Task details ▸
Write the data out verbatim.

*** Entries supplied ***

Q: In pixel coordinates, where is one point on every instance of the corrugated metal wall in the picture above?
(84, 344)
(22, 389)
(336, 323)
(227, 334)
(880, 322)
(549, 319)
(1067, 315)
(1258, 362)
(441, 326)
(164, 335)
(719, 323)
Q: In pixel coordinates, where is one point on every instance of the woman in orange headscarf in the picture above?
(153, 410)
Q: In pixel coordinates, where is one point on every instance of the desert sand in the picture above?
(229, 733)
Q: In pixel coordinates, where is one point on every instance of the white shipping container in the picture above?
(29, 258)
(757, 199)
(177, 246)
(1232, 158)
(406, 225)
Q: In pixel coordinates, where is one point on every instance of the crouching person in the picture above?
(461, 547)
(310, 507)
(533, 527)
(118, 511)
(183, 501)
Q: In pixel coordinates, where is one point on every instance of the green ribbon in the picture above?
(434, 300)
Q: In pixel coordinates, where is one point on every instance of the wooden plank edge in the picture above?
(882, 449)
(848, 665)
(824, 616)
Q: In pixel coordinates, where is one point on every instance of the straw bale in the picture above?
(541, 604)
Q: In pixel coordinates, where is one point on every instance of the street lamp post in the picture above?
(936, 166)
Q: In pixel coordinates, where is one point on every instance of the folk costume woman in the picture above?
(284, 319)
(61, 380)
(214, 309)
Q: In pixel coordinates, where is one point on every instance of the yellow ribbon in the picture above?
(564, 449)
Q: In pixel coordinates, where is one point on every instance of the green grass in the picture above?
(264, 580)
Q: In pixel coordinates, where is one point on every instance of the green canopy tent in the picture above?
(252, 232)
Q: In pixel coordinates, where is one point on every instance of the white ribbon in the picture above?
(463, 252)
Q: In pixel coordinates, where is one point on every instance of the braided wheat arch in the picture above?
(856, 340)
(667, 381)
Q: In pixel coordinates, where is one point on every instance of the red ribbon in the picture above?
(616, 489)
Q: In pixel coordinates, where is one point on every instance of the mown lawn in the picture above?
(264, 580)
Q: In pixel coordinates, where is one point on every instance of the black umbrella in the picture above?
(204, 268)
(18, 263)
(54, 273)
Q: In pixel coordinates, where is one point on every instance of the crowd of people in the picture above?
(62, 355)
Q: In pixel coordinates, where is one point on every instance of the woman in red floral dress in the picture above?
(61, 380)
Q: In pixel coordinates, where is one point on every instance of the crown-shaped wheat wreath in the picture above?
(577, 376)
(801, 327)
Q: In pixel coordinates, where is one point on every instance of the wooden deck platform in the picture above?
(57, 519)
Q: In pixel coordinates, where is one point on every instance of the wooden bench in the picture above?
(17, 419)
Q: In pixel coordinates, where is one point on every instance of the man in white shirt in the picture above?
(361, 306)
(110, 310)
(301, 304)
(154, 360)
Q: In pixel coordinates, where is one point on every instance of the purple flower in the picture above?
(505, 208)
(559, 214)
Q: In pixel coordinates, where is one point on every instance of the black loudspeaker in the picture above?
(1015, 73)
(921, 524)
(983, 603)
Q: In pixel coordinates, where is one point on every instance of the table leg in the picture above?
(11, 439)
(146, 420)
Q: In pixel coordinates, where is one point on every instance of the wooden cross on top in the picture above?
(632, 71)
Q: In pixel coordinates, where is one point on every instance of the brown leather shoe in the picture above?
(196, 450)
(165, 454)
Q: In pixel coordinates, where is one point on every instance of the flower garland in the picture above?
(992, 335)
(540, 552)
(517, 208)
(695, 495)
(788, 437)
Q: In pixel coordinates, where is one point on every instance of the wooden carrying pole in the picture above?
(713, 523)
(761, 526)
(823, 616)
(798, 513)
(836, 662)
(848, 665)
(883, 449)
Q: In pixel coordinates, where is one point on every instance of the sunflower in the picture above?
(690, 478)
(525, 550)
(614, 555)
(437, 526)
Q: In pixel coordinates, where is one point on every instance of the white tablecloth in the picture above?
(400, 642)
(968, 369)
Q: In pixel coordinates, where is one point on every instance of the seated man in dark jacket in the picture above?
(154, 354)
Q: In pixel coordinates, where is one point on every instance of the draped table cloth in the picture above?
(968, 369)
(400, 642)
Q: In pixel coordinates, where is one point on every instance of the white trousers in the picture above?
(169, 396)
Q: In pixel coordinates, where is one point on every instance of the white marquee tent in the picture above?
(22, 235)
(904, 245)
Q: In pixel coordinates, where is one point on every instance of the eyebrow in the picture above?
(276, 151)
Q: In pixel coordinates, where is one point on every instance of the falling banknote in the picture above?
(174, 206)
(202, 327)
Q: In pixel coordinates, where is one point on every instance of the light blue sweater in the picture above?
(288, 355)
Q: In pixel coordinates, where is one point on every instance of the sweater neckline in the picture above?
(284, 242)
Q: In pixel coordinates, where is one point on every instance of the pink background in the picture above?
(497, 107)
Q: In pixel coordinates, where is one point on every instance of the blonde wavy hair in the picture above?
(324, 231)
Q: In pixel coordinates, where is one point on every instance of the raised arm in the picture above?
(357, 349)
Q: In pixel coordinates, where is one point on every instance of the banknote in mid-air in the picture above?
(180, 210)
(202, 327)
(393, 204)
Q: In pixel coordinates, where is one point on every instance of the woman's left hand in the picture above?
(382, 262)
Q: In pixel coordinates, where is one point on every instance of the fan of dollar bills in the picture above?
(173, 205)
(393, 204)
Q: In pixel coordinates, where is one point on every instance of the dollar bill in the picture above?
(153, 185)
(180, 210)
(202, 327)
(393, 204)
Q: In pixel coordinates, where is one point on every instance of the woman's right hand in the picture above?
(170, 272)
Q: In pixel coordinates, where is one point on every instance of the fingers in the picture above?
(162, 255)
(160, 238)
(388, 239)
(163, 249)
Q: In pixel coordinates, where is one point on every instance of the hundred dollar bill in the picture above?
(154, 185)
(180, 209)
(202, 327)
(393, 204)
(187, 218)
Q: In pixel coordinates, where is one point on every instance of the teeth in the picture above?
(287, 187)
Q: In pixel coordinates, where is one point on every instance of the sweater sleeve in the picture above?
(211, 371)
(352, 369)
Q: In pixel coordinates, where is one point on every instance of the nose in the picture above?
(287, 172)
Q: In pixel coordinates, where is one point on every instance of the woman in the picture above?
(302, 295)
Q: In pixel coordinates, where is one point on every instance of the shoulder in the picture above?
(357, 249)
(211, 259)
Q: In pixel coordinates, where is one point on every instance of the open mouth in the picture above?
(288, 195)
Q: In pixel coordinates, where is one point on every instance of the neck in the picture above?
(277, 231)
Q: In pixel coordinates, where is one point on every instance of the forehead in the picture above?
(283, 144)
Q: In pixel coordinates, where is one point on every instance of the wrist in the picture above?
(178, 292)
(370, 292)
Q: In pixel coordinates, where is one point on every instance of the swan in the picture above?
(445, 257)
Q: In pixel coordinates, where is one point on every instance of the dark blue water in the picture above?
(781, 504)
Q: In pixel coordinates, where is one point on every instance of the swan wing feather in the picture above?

***

Task solution ▸
Q: In pixel coordinates, where is one point on every instance of the corrugated metal wall in the picture above?
(84, 344)
(22, 389)
(336, 323)
(227, 334)
(880, 322)
(549, 319)
(1067, 315)
(1258, 362)
(441, 326)
(164, 335)
(719, 323)
Q: In pixel coordinates, where is one point on every instance of the woman in orange headscarf in the picture above?
(153, 410)
Q: In pixel coordinates, where is one point on every instance of the desert sand in the picture above?
(229, 733)
Q: In pixel coordinates, where is one point on every instance of the white shipping container in the picture above?
(29, 258)
(757, 199)
(177, 246)
(1232, 158)
(406, 225)
Q: In pixel coordinates, where is one point on every instance of the crouching person in the picture above?
(461, 547)
(310, 507)
(533, 527)
(118, 511)
(183, 501)
Q: In pixel coordinates, where is one point on every instance of the green ribbon in the picture above?
(434, 300)
Q: In pixel coordinates, where is one point on every instance of the wooden plank edge in the picture above?
(882, 449)
(848, 665)
(824, 616)
Q: In pixel coordinates, where is one point on every instance of the straw bale in the picture above?
(541, 604)
Q: In pixel coordinates, where is one point on every instance of the street lamp post in the picture above?
(936, 166)
Q: In pixel coordinates, where is one point on every instance of the folk costume woman in the picture above?
(284, 319)
(61, 380)
(214, 309)
Q: In pixel coordinates, where is one point on every instance of the yellow ribbon in the picture above?
(564, 449)
Q: In pixel coordinates, where is one point on every instance of the green grass in the picture above?
(264, 580)
Q: In pixel coordinates, where is one point on every instance of the green canopy tent in the picture above?
(252, 232)
Q: In pixel coordinates, where is one point on every instance of the white ribbon in the picture above?
(463, 252)
Q: In pixel coordinates, where is one point on every instance of the braided wheat arch in the picture above?
(856, 340)
(667, 381)
Q: In pixel coordinates, where is one point on every instance of the red ribbon in the picture above?
(616, 489)
Q: In pixel coordinates, where is one point on every instance of the mown lawn in the picture above?
(264, 580)
Q: In pixel coordinates, where is one point on every instance of the black umbrella in the picture above?
(204, 268)
(18, 263)
(54, 273)
Q: In pixel coordinates, where is one point on every instance of the crowd of people in the picture above?
(62, 355)
Q: In pixel coordinates, where is one point on every instance of the woman in red floral dress in the picture above?
(61, 380)
Q: In pixel coordinates, where is one point on every instance of the crown-shaped wheat wreath in the picture above?
(577, 376)
(801, 327)
Q: In pixel coordinates, where is one point on every instance of the wooden deck platform in the picture above?
(57, 519)
Q: In pixel coordinates, where is one point on every instance of the wooden bench in the picture above?
(17, 419)
Q: In pixel coordinates, where is one point on every instance of the man in white shirt in the picture above?
(361, 306)
(110, 310)
(301, 304)
(154, 360)
Q: In pixel coordinates, where is one point on every instance of the purple flower in the picture above?
(505, 208)
(559, 214)
Q: In pixel coordinates, where is one point on every instance of the black loudspeaker in the picture above?
(1015, 73)
(921, 524)
(983, 603)
Q: In pixel coordinates, where is one point on every instance of the table leg in the picture above?
(11, 439)
(146, 420)
Q: In pixel coordinates, where is one point on every instance of the wooden cross on top in the picture above?
(632, 71)
Q: In pixel coordinates, where is one point on every instance of the brown leather shoe in the picture above?
(196, 450)
(165, 454)
Q: In pixel coordinates, where is one point on every instance of the flower garland in the picture above?
(992, 335)
(540, 552)
(517, 208)
(695, 495)
(788, 437)
Q: In pixel coordinates, where is one point on every instance of the wooden carrying pole in the picture above?
(713, 523)
(761, 526)
(823, 616)
(798, 513)
(836, 662)
(848, 665)
(883, 449)
Q: In pixel coordinates, where is one point on every instance of the sunflower in the picture above?
(690, 478)
(525, 550)
(614, 555)
(437, 526)
Q: In pixel coordinates, where is one point on every instance of the white tablecloth in the picture above?
(400, 642)
(968, 369)
Q: In pixel coordinates, where is one point on every instance of the seated man in dark jacket in the picture above?
(154, 354)
Q: In pixel coordinates, where is one point on every instance of the draped table cloth in the picture above?
(968, 369)
(400, 642)
Q: In pixel coordinates, where is one point on every instance of the white trousers in the picture above?
(169, 396)
Q: In pixel coordinates, where is one point on every instance of the white marquee tent in the picture above?
(22, 235)
(904, 245)
Q: In pixel coordinates, where is one point on every instance of the eyebrow in the picture above?
(276, 151)
Q: In pixel coordinates, where is one point on every instance of the falling banknote in the picture above?
(174, 206)
(202, 327)
Q: In pixel coordinates, where is one point on every instance of the light blue sweater in the picture above?
(288, 355)
Q: In pixel coordinates, where is one point on every instance of the sweater neckline in the picture above?
(284, 242)
Q: In pixel coordinates, where is one point on every instance of the pink background in the picture above?
(497, 107)
Q: In pixel coordinates, where is one point on every instance of the blonde wavy hair in the picture above?
(324, 231)
Q: In pixel coordinates, where is one point on every instance of the raised arm in the picture above?
(357, 349)
Q: In pixel coordinates, where is one point on every instance of the banknote in mid-air in the picture above?
(180, 210)
(202, 327)
(393, 204)
Q: In pixel coordinates, where is one point on every instance of the woman's left hand in the picture above?
(382, 262)
Q: In pixel coordinates, where is one point on every instance of the fan of dollar bills in the picture above?
(173, 205)
(393, 204)
Q: In pixel coordinates, where is one point on every instance of the dollar bill in the picture above?
(153, 185)
(180, 210)
(202, 327)
(393, 204)
Q: In pixel coordinates, where is one point on every instance of the woman's right hand in the picture above?
(170, 272)
Q: In pixel coordinates, where is one point on every instance of the fingers in the picture above?
(162, 255)
(160, 238)
(388, 239)
(163, 249)
Q: In pixel coordinates, where is one point on every instance of the hundred dollar bill in the picture above?
(154, 185)
(180, 209)
(202, 327)
(393, 204)
(187, 218)
Q: In pixel coordinates, where is one point on every instance of the teeth in the picture above?
(287, 187)
Q: In pixel coordinates, where is one point on every instance of the sweater sleeve in the picture above?
(211, 371)
(352, 369)
Q: In pixel coordinates, where is one point on every instance of the nose in the picture above?
(287, 172)
Q: In pixel coordinates, where is one point on every instance of the woman in the picture above?
(302, 295)
Q: In pixel coordinates, where is one point on every instance of the shoulder in the picture above?
(357, 249)
(211, 259)
Q: In pixel coordinates, where is one point on every instance of the open mouth in the picture above?
(288, 195)
Q: In pixel coordinates, where is one point on every instance of the neck in the picture above?
(277, 231)
Q: In pixel coordinates, where is one point on every instance of the forehead in the picture above?
(283, 144)
Q: In pixel coordinates, where is one point on every instance of the wrist in the picture above?
(178, 292)
(370, 292)
Q: In pixel coordinates, where is one point on every instance of the swan in the picture above?
(445, 257)
Q: In pixel coordinates, where is one point on every instance of the dark blue water in the picture above?
(781, 504)
Q: In pixel coordinates, where is one point on every instance of the swan wing feather in the picture above?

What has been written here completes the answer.